(Source records)
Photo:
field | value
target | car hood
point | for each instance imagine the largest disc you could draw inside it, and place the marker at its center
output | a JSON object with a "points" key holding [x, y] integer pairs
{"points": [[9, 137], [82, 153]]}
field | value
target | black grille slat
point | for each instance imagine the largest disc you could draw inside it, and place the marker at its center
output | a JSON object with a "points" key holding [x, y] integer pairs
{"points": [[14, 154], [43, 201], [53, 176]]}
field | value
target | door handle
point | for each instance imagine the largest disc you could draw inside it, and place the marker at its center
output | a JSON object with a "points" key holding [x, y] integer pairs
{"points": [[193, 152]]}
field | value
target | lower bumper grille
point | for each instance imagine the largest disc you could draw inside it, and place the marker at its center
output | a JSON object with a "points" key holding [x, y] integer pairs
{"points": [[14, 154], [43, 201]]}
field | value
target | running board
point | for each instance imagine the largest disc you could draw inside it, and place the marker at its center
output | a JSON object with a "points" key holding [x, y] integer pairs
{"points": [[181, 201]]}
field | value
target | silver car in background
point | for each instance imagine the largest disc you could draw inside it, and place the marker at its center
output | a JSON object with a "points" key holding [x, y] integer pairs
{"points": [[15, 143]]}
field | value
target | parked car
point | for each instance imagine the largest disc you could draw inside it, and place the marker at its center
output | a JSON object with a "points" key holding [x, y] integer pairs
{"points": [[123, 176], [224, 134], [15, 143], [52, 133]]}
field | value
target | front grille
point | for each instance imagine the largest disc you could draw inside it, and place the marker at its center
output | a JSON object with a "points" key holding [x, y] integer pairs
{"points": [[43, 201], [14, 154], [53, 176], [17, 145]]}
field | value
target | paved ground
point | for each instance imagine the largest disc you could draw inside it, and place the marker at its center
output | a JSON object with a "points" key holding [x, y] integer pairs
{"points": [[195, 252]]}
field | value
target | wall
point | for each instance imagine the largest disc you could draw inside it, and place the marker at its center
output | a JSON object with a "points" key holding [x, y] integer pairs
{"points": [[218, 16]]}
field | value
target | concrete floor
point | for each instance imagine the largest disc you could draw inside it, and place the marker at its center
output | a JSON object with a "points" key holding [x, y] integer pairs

* _WORK TO BE COMPLETED_:
What you return should match the entries above exactly.

* _SOLVED PROBLEM_:
Photo:
field | value
target | car hood
point | for each instance imagine the largest disc you could draw inside it, and place the marker at its center
output | a JSON object with a "points" key holding [x, y] integer pairs
{"points": [[9, 137], [82, 153]]}
field | value
target | black grille slat
point | for each instance imagine the largest disc you could draw inside it, and place the marker at its center
output | a JSON object with a "points" key holding [x, y] integer pairs
{"points": [[14, 154], [43, 201], [53, 176]]}
field | value
target | door handle
point | for each instance imagine the largest disc you could draw inside it, and place the marker at its center
output | a JSON object with a "points" key holding [x, y] integer pairs
{"points": [[193, 152]]}
field | value
target | lower bumper grille
point | for each instance imagine the largest disc you could draw inside it, and place the marker at its center
output | a JSON object with a "points" key holding [x, y] integer pairs
{"points": [[14, 154], [43, 201]]}
field | value
target | running board
point | for each instance imagine the largest disc you could draw inside it, and place the marker at its center
output | a JSON object with a "points" key holding [x, y] integer pairs
{"points": [[181, 201]]}
field | value
target | silver car in background
point | for each instance imagine the largest disc you could draw inside it, and place the marker at its center
output | a JSON object with a "points" key holding [x, y] integer pairs
{"points": [[15, 143]]}
field | value
target | parked car
point | for each instance imagine the largest disc you could draw inside it, and place the marker at its center
output | a JSON object with a "points" key holding [x, y] integer pairs
{"points": [[123, 176], [224, 134], [15, 143], [52, 133]]}
field | value
target | front grille
point | for each instance imagine the largest disc you could draw inside it, and place the marker at its center
output | a JSON object with a "points" key holding [x, y] integer pairs
{"points": [[43, 201], [14, 154], [53, 176], [17, 145]]}
field | value
target | paved ground
point | for each instance imagine the largest disc you could draw inside it, and place the marker at its center
output | a JSON object with a "points" key holding [x, y] integer pairs
{"points": [[195, 252]]}
field | value
target | wall
point | for each instance imagine the largest disc you could draw inside it, and place the marker at its center
output | a JSON object with a "points" key holding [x, y] integer pairs
{"points": [[218, 16]]}
field | value
target | concrete floor
point | for each instance imagine the largest disc you could draw inside it, and place the marker at its center
output | a JSON object with a "points" key holding [x, y] integer pairs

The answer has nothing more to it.